• **SELECTED TEXT**
--- START ---

Bildgesmythe: The primary categories of wine are table wines, fortified wines, and sparkling wines. This classification depends on the techniques of production, called vinification.
Heimdall: To me, all wine tastes like vinigar.
Bildgesmythe: Shakespeare said 'Good wine, is a good familiar creature if it be well used.'
Heimdall: To be or not to be, that is the question.
Bildgesmythe: And the answer....

18 years ago #12161
Very short convo- but for some reason it cracked me up.
(maybe because I'm running on 3 hours of sleep )

Astrid: You know, 'Talk doesn't cook rice.'
Solange: Whats up? And dont you say 'the sky', or I'll eat you.
Astrid: I am doing fine here today, thank you for asking.
Solange: You should thank me for simply acknowleging your existence.

18 years ago #12162
Irina Khalidar 2: [Much to your disappointment, you find yourself slowly regaining consciousness]
Azureon: I am a great wizard, I am wise and caring, and very modest., and you?
Irina Khalidar 2: [You see a man on one side of you and a woman on the other. The woman says:] Don't let him get near you! He's been nanoed! [The man says:] Look out! She's a terrorist, and extremely dangerous!
Azureon: Nothing in life worth while is totally safe.

--- END ---

• **WHAT THE EXERCISE ASKS**
Continue the thread of posted conversations from its last line, in the same style.

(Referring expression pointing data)
--- START ---

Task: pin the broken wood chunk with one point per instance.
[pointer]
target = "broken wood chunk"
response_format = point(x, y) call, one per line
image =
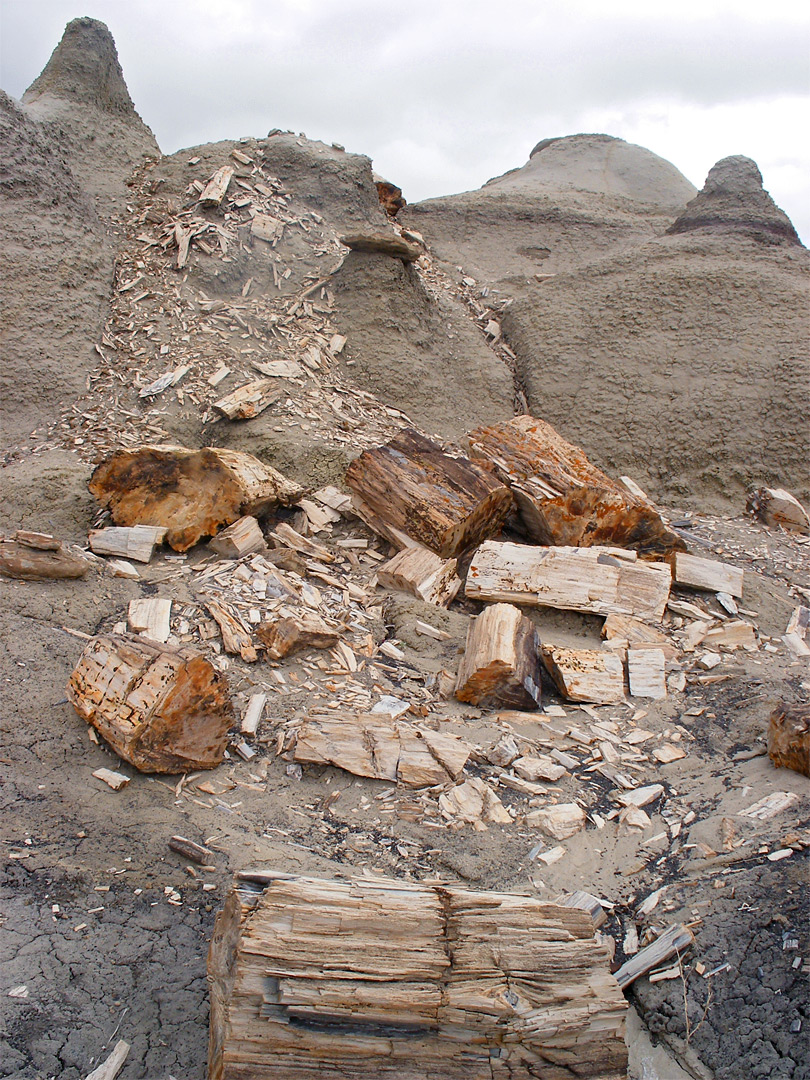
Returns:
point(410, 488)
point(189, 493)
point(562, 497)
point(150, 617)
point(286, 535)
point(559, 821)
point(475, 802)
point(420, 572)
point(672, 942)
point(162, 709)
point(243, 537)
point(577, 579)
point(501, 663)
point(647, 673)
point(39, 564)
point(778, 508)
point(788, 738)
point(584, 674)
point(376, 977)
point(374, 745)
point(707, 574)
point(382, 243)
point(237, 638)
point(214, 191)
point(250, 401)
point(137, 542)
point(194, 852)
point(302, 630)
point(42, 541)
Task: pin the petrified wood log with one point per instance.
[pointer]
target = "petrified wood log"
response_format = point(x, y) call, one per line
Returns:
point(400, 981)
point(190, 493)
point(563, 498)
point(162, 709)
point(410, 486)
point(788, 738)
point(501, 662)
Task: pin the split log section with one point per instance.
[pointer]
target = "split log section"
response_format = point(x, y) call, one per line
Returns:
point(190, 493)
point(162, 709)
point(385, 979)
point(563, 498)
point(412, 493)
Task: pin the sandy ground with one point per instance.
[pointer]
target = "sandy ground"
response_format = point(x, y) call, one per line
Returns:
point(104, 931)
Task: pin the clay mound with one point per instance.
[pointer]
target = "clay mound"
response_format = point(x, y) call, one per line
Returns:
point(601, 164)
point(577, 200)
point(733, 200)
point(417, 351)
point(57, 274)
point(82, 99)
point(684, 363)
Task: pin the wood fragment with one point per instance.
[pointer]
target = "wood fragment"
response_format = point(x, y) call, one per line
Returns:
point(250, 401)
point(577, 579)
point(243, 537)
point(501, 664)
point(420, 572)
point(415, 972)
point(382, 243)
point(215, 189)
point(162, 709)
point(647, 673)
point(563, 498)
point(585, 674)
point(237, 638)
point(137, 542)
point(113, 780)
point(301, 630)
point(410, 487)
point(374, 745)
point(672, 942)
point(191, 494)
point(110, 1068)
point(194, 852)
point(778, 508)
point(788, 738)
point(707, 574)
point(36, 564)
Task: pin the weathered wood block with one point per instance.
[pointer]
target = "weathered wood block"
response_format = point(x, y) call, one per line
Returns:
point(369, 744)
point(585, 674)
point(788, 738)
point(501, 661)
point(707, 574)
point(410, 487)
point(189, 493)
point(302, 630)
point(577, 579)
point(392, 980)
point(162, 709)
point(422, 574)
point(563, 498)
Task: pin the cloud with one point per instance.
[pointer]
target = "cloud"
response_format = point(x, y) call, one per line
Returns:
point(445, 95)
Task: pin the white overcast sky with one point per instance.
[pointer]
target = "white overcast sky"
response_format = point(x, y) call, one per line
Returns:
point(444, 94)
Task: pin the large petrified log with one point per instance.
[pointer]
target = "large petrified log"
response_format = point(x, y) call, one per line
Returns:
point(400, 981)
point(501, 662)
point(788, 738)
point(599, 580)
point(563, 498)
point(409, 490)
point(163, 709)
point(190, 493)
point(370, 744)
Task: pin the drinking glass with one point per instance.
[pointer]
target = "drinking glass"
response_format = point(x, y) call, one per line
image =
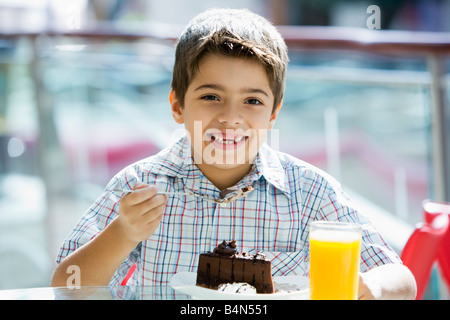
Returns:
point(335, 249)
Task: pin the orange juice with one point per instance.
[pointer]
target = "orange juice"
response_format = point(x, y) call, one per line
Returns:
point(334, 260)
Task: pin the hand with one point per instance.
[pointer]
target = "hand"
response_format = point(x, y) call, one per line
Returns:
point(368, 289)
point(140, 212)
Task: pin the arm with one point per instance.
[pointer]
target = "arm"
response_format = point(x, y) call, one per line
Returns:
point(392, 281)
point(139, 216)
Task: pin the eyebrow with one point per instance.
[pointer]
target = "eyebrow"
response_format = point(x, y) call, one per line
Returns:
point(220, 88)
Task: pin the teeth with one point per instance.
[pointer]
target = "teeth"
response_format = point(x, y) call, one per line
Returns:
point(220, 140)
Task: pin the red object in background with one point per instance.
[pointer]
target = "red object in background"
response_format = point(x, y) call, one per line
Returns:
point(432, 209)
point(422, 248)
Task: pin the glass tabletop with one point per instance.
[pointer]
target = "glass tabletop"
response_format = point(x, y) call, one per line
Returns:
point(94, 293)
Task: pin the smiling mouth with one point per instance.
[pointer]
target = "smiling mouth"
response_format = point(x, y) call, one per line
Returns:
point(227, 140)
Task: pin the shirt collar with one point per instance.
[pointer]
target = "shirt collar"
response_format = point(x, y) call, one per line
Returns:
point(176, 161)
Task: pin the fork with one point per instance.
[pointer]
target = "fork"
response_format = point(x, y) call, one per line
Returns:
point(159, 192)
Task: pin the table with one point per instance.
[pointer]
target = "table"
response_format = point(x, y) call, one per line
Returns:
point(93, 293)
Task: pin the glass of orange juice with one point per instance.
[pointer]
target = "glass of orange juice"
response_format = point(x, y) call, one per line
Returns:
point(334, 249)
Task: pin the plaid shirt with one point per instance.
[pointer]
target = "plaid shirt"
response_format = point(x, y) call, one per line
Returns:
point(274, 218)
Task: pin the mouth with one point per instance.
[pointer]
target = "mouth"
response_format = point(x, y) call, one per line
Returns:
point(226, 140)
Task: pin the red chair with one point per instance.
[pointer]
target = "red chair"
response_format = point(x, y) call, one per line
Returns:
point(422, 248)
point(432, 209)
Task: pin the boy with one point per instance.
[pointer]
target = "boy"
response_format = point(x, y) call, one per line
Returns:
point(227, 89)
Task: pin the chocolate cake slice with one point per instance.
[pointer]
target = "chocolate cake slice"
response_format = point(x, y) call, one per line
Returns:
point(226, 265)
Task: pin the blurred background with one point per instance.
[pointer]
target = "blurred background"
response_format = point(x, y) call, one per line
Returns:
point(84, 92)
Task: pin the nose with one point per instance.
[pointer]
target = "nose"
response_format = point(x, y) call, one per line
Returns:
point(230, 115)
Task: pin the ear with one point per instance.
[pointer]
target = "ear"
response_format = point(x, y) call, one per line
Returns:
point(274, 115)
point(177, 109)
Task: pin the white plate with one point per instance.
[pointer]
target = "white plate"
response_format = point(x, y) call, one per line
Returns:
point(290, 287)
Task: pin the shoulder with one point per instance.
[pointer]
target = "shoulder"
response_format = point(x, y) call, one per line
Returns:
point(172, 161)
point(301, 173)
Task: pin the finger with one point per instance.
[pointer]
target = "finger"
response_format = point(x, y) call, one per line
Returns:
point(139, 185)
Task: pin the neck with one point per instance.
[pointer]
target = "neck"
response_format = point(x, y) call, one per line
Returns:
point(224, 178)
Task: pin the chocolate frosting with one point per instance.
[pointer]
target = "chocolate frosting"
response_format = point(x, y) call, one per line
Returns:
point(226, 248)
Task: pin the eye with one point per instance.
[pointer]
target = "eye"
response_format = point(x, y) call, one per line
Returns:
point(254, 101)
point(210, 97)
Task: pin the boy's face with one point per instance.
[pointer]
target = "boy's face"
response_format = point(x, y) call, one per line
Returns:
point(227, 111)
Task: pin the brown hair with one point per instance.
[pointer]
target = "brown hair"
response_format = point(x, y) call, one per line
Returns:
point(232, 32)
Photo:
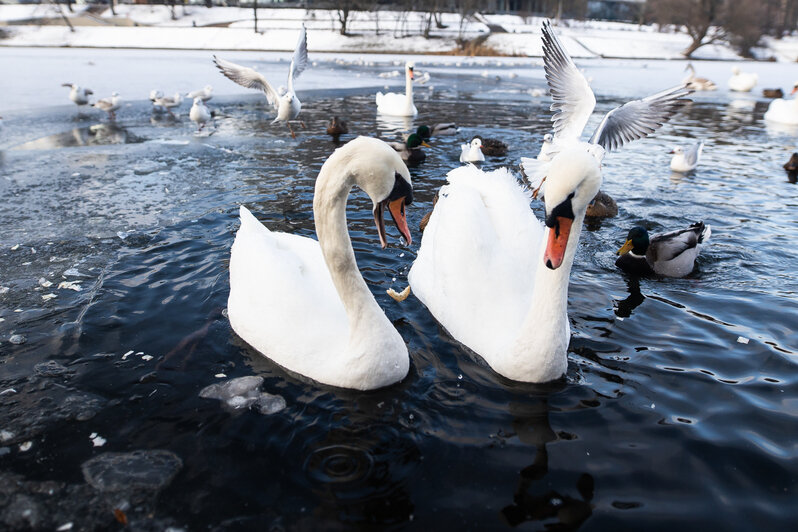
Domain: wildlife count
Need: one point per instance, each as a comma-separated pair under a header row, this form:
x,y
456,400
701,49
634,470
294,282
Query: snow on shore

--- END ---

• **ANSWER TO THE PROBLEM**
Irina Khalidar 2: [woman:] He's infected with nanobots! Microscopic self-reproducing robots! [She produces a pistol and shoots him between the eyes.] Come with me! He won't be dead for long! [Do you go with her?]
Azureon: He will in his own good time.
Irina Khalidar 2: [woman:] This way! [She leads you through labyrinthine halls and bursts into an office. There are several people in the office; she shoots them all.]
Azureon: Exactly how many are we talking about?

18 years ago #12163
The Doc: That cursed Pete Puma! Gave all my plans to the US government. I will destroy her just like I destroyed Redhippo55.
The Psych: Hey! I want to destroy her like you destroyed redhippo55 too!
The Doc: That damn Redhippo55 Got away with my plans! Escaped my Island! But ive got minions searching all over the world.
The Psych: Yeah, yeah whatever. Just because you have got minions searching all over the world, you think you have something to prove.
The Doc: I'm making plans for a mind controlling device. No better way to control the world but through the mind.
The Psych: Good for you! You're making plans for a mind controlling device and I'm related to the fifth cousin of a king penguin!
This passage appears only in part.